** Excerpted records follows **
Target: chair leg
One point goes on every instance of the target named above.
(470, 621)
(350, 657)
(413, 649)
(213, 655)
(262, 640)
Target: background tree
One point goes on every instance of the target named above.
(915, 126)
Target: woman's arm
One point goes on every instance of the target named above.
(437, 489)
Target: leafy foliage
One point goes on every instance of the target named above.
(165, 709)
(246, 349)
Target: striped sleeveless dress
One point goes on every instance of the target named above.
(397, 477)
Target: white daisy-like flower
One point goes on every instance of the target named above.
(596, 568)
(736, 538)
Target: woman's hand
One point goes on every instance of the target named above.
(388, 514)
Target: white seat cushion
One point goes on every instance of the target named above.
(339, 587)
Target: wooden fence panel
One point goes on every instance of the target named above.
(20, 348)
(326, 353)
** End of Excerpted records **
**Directions**
Please retype exactly the line containing "Target: woman's arm" and each line after it to the end of the records, and nothing more.

**Response**
Target: woman's arm
One point goes on every instance of the target named above.
(437, 489)
Target: leafy foliage
One point goes on every instance of the target named above.
(165, 709)
(246, 349)
Target: striped sleeveless dress
One point goes on every instance of the target named above.
(397, 477)
Target: white daisy-like flower
One point goes on every instance of the target named above.
(596, 568)
(736, 538)
Target: woman's hand
One point goes on every instance of the target named above.
(388, 514)
Target: white seat cushion
One point goes on every instance of the target named above.
(339, 587)
Target: wooden fence panel
One point goes on every instance of the target named above.
(20, 348)
(326, 353)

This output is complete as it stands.